[The records]

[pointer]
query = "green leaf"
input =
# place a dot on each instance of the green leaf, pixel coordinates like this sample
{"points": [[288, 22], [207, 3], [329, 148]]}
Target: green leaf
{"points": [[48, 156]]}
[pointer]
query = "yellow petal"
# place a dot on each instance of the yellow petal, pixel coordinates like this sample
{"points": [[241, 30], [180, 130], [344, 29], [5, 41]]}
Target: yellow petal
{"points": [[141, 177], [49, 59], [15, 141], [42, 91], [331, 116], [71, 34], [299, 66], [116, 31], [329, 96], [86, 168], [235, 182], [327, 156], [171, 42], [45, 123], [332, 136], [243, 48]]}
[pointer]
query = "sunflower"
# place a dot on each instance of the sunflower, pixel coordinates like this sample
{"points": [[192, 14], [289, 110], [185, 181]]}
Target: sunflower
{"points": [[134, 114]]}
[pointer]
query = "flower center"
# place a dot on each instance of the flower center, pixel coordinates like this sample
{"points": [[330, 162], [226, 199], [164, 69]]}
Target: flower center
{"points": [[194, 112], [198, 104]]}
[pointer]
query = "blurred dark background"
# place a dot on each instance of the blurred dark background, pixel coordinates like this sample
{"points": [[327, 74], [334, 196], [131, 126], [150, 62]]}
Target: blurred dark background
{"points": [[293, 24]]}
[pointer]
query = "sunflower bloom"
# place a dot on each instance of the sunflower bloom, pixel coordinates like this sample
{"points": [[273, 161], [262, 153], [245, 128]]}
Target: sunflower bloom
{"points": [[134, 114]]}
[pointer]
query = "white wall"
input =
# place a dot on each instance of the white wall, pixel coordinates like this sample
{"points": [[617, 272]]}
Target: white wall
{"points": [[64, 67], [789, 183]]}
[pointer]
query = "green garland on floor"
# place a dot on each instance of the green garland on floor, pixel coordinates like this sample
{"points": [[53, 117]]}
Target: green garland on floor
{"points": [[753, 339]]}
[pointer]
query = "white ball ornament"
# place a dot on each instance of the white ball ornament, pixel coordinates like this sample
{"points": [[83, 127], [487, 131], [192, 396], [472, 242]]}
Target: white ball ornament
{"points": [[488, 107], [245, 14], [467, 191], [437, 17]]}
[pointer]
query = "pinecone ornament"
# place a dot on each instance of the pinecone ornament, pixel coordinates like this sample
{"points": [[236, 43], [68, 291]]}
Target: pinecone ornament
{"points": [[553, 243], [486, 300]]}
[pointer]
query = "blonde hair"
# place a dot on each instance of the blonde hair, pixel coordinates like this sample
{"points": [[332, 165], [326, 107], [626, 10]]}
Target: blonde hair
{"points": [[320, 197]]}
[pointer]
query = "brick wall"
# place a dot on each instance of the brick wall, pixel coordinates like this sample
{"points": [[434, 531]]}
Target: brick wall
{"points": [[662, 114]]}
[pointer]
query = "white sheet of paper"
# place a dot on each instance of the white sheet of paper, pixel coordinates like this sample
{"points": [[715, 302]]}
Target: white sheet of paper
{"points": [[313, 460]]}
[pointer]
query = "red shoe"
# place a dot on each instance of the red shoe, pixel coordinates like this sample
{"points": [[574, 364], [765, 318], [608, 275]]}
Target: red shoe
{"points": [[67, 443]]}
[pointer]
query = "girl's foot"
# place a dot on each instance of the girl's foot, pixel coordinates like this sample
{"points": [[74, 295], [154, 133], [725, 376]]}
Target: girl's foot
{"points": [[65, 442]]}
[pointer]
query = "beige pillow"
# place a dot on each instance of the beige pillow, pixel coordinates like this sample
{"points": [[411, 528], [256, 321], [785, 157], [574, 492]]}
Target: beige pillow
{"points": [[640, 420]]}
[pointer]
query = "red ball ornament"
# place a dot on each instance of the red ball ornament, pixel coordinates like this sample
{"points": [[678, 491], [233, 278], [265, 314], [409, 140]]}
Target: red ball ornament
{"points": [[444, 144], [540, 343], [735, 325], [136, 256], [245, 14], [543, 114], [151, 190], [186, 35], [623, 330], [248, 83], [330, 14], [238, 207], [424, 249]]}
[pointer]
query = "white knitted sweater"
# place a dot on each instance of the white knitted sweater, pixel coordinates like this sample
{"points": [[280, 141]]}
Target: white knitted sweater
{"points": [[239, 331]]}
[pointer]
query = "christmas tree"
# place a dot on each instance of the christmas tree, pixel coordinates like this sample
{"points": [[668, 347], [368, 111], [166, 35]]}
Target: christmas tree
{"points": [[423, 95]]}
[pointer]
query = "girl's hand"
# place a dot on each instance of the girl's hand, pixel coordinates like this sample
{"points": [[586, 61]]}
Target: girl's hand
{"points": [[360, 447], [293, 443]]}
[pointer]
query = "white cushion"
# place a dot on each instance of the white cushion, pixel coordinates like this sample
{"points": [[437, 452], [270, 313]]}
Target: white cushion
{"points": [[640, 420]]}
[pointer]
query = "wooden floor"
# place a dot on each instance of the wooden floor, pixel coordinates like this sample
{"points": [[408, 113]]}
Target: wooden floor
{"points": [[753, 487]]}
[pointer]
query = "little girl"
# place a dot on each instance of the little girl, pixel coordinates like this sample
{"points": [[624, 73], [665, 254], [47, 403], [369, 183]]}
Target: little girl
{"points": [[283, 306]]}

[/The records]

Repeat the data precisely, reproducing every entry.

[pointer]
query = "green leaf"
input =
# place a dot on each instance of the green leaf, pixel coordinates like this sample
{"points": [[288, 22], [207, 3], [329, 148]]}
Target: green leaf
{"points": [[48, 156]]}
[pointer]
query = "yellow petal"
# place a dot on each instance of the yellow petal, pixel coordinates like this sample
{"points": [[241, 30], [180, 130], [344, 29], [5, 41]]}
Target: yellow petal
{"points": [[141, 177], [49, 59], [15, 141], [42, 91], [331, 116], [71, 34], [299, 66], [116, 31], [329, 96], [86, 168], [235, 182], [327, 156], [171, 42], [45, 123], [332, 136], [243, 48]]}
[pointer]
query = "sunflower"
# place a dot on each instance of the sunflower, pixel coordinates like this sample
{"points": [[192, 14], [289, 110], [185, 181]]}
Target: sunflower
{"points": [[134, 114]]}
[pointer]
query = "flower center"
# place a dot on each instance of the flower center, pixel coordinates like this sample
{"points": [[330, 162], [226, 199], [164, 69]]}
Target: flower center
{"points": [[194, 112], [198, 104]]}
[pointer]
query = "blurred dark background"
# place a dot on each instance of the blurred dark background, pixel coordinates like this sample
{"points": [[327, 74], [334, 196], [131, 126], [150, 62]]}
Target: blurred dark background
{"points": [[293, 24]]}
[pointer]
query = "sunflower bloom"
# place a dot on each instance of the sunflower bloom, pixel coordinates like this sample
{"points": [[273, 161], [262, 153], [245, 128]]}
Target: sunflower bloom
{"points": [[134, 114]]}
[pointer]
query = "white wall"
input =
# place a dot on each instance of the white wall, pixel coordinates like this sample
{"points": [[617, 272]]}
Target: white wall
{"points": [[64, 67], [789, 183]]}
[pointer]
query = "green garland on floor"
# place a dot on each instance of the green garland on floor, pixel coordinates like this sample
{"points": [[53, 117]]}
Target: green garland on floor
{"points": [[753, 339]]}
[pointer]
query = "white ball ornament"
# place a dot on each instance of the white ball ornament, pixel coordinates like this sample
{"points": [[83, 127], [487, 131], [192, 396], [472, 242]]}
Target: white ball ornament
{"points": [[488, 107], [245, 14], [467, 191], [437, 17]]}
[pointer]
query = "pinecone ornament"
# place a dot on each instance of the pinecone ornament, pixel coordinates like this sample
{"points": [[236, 43], [68, 291]]}
Target: pinecone ornament
{"points": [[553, 243], [486, 300]]}
[pointer]
query = "blonde hair"
# place a dot on each instance of the blonde hair, pixel coordinates like this sample
{"points": [[332, 165], [326, 107], [626, 10]]}
Target: blonde hair
{"points": [[320, 197]]}
[pointer]
query = "brick wall"
# place a dot on each instance of the brick wall, pixel coordinates like this sample
{"points": [[434, 531]]}
Target: brick wall
{"points": [[662, 114]]}
[pointer]
query = "white sheet of paper"
# place a dot on each instance of the white sheet of paper, pixel coordinates like this sample
{"points": [[715, 302]]}
Target: white sheet of paper
{"points": [[313, 460]]}
[pointer]
query = "red shoe"
# place a dot on each instance of the red shoe, pixel coordinates like this sample
{"points": [[574, 364], [765, 318], [608, 275]]}
Target: red shoe
{"points": [[67, 443]]}
[pointer]
query = "girl's foot"
# place a dot on each instance of the girl's foot, pixel coordinates like this sample
{"points": [[74, 295], [154, 133], [725, 376]]}
Target: girl's foot
{"points": [[65, 442]]}
[pointer]
query = "beige pillow"
# place a dot on each instance of the beige pillow, pixel coordinates like this sample
{"points": [[411, 528], [256, 321], [785, 157], [574, 492]]}
Target: beige pillow
{"points": [[640, 420]]}
[pointer]
query = "red ball ornament"
# place a dot on each instance of the red ball ornament, pixel coordinates like this sample
{"points": [[678, 491], [233, 278], [265, 314], [409, 140]]}
Target: red ball ornament
{"points": [[444, 144], [540, 343], [735, 325], [136, 256], [245, 14], [543, 114], [151, 190], [186, 35], [623, 330], [248, 83], [330, 14], [238, 207], [424, 249]]}
[pointer]
query = "white knitted sweater"
# place a dot on each instance of the white knitted sweater, pixel coordinates like this sample
{"points": [[280, 141]]}
Target: white knitted sweater
{"points": [[239, 331]]}
[pointer]
query = "christmas tree"
# place a dot on each instance of the christmas tree, pixel coordinates like this sample
{"points": [[668, 347], [368, 111], [166, 35]]}
Target: christmas tree
{"points": [[423, 95]]}
[pointer]
query = "girl's hand"
# place a dot on each instance of the girl's hand, pixel coordinates like this sample
{"points": [[586, 61]]}
Target: girl's hand
{"points": [[360, 447], [293, 443]]}
[pointer]
query = "white cushion"
# place a dot on each instance of the white cushion, pixel coordinates like this sample
{"points": [[437, 452], [270, 313]]}
Target: white cushion
{"points": [[640, 420]]}
[pointer]
query = "wooden floor"
# place a dot on each instance of the wooden floor, pixel coordinates like this sample
{"points": [[408, 113]]}
Target: wooden floor
{"points": [[753, 487]]}
[pointer]
query = "little girl"
# place a dot on each instance of the little girl, pixel coordinates like this sample
{"points": [[624, 73], [665, 254], [47, 403], [369, 183]]}
Target: little girl
{"points": [[283, 306]]}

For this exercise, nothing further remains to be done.